■ 指示
下のインタビュー記事にある「かなり前ですけど、モータウンを聴き漁っていた時期があったんですよ。」という一文を英語に翻訳してください。

■ ページ

=-=-=

藤井:これは、完全にビートきっかけで制作したものですね。いわゆる、モータウンのベースのリズムの曲を作ってみたいという好奇心からスタートしました。結果的にホーンは入っていますけど、根幹のサウンドはベースとピアノとドラム、ピアノトリオバンドの個性を出せたと思っているし、ピアノをどういうリズムでモータウンビートに合わせていくのか、そこを考えるのがすごく楽しかったです。そのうえで、華やかさを付加するためにホーンを加えたことが上手くいったなと思います。イントロでシンコペーションが多いホーンの印象的なフレーズがあるんですけど、そこをモチーフに随所に同じリズムで形を変えながらも散りばめることで印象的な楽曲になるなと、どんどんフレーズを入れ込んでいきました。

――モータウンビートの曲を作りたいと思ったきっかけはあったんですか?

藤井:かなり前ですけど、モータウンを聴き漁っていた時期があったんですよ。その頃からいつかOmoinotakeでやってみたいと思っていたから、満を持して作ることができたなと思っています。

Omoinotake | イノセントブルー Live Ver.【2025.10.25 Omoinotake ONE MAN TOUR 2012-2025 "Shinka"】

――歌詞に関してはいかがでしょう。「イノセントブルー」もまた、愛が溢れる言葉が散りばめられていたと思います。

=-=-=

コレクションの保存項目
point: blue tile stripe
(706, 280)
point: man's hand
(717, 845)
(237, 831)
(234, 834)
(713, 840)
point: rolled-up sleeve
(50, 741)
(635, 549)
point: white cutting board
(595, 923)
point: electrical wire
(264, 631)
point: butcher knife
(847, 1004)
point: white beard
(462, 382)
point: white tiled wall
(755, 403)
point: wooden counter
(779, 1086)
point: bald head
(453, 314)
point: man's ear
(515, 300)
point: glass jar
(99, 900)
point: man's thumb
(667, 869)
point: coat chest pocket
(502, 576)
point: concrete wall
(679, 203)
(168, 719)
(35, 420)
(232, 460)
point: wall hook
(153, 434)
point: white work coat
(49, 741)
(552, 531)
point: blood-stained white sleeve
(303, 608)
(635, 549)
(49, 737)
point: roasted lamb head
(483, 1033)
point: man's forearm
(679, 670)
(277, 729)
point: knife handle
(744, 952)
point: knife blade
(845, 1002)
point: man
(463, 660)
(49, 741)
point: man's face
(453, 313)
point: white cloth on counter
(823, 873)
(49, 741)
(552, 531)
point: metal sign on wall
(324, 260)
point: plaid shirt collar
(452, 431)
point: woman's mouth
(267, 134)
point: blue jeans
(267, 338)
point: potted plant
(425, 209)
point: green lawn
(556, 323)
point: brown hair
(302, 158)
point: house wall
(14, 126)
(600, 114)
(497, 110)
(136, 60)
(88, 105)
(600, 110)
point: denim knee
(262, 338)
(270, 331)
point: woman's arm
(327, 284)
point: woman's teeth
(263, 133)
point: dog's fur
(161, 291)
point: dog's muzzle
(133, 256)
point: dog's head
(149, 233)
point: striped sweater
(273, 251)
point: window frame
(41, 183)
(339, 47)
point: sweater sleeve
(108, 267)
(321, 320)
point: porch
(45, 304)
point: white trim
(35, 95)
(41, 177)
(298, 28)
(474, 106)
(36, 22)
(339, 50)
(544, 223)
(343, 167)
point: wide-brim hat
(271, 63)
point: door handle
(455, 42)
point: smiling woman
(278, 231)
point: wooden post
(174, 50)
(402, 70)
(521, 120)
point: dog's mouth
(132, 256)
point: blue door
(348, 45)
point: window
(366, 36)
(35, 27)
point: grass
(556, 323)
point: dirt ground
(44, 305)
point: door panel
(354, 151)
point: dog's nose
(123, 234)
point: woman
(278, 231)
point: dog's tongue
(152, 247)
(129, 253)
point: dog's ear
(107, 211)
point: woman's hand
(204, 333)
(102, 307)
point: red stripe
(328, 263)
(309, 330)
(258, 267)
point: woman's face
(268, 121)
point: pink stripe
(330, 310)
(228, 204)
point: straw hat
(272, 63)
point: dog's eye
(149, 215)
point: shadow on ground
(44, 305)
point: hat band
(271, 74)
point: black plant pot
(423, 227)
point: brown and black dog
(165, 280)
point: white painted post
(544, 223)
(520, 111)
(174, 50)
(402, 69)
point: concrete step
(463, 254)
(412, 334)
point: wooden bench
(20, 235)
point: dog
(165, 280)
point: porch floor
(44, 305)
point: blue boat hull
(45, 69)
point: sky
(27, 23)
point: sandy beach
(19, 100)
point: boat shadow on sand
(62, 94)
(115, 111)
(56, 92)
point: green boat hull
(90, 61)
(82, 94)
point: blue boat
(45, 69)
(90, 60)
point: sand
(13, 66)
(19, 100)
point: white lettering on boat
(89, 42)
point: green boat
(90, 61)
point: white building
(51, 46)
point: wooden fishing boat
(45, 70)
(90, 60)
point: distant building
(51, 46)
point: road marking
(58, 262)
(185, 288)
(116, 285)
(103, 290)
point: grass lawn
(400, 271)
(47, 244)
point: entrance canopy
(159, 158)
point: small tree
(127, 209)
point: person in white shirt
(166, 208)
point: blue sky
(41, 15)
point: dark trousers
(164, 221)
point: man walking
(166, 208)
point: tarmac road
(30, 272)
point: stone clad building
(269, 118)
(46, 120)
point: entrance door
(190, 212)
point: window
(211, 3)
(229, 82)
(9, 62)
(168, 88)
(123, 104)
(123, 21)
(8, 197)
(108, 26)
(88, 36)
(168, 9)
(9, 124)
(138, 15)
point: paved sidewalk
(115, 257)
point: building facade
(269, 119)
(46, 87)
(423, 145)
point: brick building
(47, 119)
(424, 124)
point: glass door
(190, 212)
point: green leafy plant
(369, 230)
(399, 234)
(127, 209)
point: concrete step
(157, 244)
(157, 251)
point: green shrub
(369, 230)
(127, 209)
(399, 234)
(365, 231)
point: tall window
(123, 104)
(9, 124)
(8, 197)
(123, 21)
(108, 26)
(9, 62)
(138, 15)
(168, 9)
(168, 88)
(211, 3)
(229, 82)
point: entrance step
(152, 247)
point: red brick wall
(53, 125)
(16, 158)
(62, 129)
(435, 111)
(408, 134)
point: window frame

=-=-=

■ 解答
It was quite a while ago, but there was a period when I was listening to Motown voraciously.